Portanto, perfeitamente caracterizado os elementos típicos do crime de genocídio até agora analisados.
Resta saber se o crime de genocídio pode ser cometido por meio de dolo eventual.
A defesa do Presidente da República poderia argumentar que a lei exige a “intenção” de destruir o grupo de vítimas. Poderia argumentar que jamais o Presidente da República teve a intenção de matar pessoas ou causar-lhes lesões. Que sua intenção era, na verdade, salvar a economia nacional (como se isto fosse possível a essa altura dos acontecimentos).
Portanto, poder-se-ia argumentar que o crime de genocídio só poderia ser cometido a título de dolo direto, intencional, considerando-se como tal aquele que o agente previu e quis o resultado, conforme o art. 18, inciso I, primeira parte, do Código Penal brasileiro que dispõe: “Art. 18 - Diz-se o crime: I - doloso, quando o agente quis o resultado ...”.
Entretanto, entendemos que o crime de genocídio pode ser cometido, também, por meio de dolo indireto ou eventual, que é quando o agente assume o risco de produzir o resultado, prevê o resultado como possível ou provável e, mesmo assim, resolve agir de qualquer forma, aceitando a sua eventual ocorrência.
Tal modalidade dolo eventual está prevista no mesmo dispositivo do Código Penal brasileiro, conforme o art. 18, inciso I, segunda parte, que dispõe: “Art. 18 - Diz-se o crime: I - doloso, quando o agente quis o resultado OU ASSUMIU O RISCO DE PRODUZI-LO.

> **DADOS EM ANÁLISE**:
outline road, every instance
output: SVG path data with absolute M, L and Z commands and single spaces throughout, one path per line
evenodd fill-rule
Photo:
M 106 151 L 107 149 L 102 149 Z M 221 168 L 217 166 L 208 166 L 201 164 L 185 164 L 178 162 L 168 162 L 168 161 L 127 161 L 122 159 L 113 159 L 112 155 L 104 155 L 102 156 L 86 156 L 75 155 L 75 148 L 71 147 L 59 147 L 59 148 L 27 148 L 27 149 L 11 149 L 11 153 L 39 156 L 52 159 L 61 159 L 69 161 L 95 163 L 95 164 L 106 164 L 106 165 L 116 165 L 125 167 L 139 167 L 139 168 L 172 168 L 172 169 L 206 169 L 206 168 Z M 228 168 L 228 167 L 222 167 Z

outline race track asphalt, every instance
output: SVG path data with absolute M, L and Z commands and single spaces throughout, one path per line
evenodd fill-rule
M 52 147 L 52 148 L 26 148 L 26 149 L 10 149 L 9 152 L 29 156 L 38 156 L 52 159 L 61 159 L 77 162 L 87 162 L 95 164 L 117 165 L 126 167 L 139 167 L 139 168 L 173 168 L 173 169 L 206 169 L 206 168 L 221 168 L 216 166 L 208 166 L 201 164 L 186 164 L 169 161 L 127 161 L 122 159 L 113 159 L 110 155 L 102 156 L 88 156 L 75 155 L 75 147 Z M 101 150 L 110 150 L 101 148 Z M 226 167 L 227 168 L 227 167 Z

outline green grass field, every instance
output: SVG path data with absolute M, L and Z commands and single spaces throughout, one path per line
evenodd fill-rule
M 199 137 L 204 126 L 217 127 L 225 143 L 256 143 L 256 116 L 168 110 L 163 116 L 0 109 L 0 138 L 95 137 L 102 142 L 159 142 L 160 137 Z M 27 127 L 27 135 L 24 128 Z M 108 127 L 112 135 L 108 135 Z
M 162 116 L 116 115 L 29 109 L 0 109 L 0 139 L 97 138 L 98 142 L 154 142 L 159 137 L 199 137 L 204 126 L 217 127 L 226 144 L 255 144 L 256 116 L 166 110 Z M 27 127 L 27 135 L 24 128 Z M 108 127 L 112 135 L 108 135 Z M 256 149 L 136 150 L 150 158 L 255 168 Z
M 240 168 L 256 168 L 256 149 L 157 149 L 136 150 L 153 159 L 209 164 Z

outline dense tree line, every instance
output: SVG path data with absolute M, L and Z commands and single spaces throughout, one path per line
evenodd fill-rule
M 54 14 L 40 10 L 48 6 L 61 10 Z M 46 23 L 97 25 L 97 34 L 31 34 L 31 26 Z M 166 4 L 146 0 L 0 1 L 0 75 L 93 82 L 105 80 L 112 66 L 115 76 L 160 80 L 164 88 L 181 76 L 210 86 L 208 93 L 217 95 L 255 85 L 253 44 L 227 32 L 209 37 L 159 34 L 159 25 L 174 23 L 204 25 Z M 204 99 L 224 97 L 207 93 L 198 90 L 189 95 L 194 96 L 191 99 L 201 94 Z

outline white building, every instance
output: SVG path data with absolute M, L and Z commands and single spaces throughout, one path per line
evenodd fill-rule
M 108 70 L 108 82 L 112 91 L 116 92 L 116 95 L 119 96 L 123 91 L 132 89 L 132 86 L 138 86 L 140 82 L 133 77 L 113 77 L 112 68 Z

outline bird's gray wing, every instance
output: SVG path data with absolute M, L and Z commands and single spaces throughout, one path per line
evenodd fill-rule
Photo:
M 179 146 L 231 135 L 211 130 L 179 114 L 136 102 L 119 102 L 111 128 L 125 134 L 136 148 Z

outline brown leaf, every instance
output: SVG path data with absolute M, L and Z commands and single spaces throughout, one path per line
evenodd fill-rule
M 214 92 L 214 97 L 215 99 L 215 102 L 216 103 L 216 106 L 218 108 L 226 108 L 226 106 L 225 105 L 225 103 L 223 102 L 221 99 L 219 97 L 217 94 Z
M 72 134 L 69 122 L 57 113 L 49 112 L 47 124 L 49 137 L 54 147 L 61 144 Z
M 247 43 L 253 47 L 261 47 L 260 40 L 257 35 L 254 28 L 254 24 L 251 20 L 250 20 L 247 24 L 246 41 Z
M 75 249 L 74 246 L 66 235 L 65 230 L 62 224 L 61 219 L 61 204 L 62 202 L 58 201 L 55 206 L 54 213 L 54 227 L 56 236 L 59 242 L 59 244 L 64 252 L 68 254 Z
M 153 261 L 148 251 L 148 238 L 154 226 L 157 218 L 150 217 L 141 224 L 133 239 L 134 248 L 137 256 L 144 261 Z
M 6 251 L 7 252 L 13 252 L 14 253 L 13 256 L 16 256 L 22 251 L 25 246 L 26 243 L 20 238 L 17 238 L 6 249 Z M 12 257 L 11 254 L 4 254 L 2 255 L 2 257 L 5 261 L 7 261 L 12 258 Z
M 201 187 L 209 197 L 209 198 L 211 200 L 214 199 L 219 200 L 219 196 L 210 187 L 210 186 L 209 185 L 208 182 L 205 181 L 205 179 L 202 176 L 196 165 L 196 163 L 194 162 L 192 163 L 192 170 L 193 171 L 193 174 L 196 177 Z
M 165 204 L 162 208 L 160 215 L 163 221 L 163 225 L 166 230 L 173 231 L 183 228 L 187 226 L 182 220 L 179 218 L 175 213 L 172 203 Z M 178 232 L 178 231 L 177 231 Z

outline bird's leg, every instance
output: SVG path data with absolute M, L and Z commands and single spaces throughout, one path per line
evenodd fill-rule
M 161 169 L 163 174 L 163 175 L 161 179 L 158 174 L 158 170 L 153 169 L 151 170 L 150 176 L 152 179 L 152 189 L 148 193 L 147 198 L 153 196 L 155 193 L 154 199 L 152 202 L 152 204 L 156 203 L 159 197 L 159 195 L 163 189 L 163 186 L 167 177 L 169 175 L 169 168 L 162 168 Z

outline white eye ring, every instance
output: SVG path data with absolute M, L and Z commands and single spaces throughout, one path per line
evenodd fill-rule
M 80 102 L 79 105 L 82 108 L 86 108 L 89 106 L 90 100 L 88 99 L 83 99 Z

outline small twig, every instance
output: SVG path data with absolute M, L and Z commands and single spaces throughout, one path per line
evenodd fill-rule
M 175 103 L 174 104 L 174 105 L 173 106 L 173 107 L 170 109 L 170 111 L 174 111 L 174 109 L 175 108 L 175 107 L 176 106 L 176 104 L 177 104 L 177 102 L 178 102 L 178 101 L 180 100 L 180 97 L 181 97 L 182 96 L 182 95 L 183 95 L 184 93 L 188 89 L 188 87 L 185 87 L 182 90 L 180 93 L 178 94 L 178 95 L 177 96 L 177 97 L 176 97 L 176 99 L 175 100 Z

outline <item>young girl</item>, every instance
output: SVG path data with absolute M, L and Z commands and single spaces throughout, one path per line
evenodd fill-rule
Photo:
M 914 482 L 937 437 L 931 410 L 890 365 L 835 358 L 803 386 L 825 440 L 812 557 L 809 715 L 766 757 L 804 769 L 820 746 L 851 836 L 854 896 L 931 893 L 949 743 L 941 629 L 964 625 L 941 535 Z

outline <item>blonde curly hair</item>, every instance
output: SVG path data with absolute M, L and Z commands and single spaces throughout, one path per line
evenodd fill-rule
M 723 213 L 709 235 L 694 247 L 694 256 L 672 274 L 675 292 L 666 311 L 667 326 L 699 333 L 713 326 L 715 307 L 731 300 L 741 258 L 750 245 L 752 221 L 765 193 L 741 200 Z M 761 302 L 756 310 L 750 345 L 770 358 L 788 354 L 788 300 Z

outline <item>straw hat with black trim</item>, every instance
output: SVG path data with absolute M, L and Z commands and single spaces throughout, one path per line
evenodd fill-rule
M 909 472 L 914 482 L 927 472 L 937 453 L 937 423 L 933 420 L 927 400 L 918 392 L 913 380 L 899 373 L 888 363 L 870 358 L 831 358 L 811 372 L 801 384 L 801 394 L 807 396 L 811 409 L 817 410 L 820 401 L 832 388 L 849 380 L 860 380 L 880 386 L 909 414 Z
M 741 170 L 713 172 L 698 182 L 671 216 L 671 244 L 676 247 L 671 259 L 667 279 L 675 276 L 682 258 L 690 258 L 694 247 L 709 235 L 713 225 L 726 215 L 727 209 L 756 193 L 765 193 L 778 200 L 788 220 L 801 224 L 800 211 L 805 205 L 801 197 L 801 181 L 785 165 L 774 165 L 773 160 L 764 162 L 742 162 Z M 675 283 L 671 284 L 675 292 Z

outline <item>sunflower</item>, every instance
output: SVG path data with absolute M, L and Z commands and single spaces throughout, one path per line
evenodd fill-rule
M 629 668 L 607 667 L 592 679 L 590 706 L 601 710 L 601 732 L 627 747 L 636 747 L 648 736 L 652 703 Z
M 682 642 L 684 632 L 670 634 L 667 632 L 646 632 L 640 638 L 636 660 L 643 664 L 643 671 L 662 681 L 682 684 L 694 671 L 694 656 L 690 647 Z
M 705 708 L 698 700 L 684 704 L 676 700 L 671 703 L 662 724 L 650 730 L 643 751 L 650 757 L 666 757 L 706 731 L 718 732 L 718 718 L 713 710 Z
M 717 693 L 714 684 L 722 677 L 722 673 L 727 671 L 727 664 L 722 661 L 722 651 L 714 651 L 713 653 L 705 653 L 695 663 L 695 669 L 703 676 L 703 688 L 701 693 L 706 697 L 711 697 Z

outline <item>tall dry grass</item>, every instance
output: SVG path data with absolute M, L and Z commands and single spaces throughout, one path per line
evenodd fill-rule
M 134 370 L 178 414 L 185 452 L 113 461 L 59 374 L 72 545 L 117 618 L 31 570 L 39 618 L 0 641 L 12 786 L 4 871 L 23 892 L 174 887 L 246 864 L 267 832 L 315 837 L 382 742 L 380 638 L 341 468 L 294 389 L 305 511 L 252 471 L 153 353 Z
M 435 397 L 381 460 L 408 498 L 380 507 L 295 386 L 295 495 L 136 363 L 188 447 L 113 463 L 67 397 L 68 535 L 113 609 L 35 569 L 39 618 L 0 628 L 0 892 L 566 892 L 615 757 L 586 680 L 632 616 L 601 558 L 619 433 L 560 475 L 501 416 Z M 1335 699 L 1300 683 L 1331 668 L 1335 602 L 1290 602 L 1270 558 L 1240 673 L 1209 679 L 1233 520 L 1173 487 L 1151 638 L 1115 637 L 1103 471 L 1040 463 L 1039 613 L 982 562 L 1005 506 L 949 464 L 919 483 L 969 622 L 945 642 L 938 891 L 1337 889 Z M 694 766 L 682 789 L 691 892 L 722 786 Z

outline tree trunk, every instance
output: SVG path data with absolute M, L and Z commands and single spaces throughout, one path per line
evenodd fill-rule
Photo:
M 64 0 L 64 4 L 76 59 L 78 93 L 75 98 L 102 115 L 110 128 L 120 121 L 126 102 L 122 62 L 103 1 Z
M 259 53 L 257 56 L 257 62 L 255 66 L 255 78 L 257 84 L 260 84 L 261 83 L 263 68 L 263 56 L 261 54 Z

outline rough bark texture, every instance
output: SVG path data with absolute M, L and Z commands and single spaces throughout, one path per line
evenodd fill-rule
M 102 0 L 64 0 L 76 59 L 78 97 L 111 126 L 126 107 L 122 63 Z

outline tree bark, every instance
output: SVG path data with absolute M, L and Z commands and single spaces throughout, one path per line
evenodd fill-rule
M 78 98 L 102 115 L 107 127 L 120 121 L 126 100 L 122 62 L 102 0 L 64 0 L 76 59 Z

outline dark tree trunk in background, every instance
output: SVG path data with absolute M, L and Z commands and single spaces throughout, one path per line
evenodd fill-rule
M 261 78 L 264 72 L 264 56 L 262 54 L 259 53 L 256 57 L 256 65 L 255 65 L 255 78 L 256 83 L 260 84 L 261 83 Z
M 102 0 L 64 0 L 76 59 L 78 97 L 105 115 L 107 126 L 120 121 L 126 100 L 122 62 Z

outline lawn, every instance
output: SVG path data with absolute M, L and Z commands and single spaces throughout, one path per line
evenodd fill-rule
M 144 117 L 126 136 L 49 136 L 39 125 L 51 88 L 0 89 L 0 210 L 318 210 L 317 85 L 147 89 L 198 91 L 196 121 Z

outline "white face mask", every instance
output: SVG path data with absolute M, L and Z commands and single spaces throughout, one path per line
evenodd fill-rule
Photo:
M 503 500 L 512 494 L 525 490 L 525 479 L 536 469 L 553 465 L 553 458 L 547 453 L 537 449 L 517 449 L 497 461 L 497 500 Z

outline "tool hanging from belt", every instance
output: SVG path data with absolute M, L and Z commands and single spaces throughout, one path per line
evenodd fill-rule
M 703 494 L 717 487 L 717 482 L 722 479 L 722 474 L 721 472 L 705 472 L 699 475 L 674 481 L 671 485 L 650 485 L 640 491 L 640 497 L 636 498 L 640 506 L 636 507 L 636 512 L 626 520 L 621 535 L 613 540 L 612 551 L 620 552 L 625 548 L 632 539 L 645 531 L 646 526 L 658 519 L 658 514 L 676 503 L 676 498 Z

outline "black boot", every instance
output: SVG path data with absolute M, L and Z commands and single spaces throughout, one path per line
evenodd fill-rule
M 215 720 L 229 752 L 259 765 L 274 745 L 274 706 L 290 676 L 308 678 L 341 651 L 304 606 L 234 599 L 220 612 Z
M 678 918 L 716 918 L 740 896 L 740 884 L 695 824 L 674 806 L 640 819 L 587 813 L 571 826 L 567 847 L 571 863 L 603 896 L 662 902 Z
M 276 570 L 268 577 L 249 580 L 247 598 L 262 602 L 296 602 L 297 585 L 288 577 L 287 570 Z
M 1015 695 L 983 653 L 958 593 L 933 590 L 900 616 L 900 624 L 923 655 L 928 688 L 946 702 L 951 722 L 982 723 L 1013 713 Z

> **TAREFAS A REALIZAR**:
1. Cite o trecho do texto sobre genocídio que vai de “Resta saber se” até “altura dos acontecimentos).”.
2. Segundo o texto sobre genocídio, em que dispositivo do Código Penal brasileiro está prevista a modalidade de dolo eventual?
Responda com base apenas no texto.

> **RESPOSTAS**:
1.
Resta saber se o crime de genocídio pode ser cometido por meio de dolo eventual.
A defesa do Presidente da República poderia argumentar que a lei exige a “intenção” de destruir o grupo de vítimas. Poderia argumentar que jamais o Presidente da República teve a intenção de matar pessoas ou causar-lhes lesões. Que sua intenção era, na verdade, salvar a economia nacional (como se isto fosse possível a essa altura dos acontecimentos).

2. No art. 18, inciso I, segunda parte.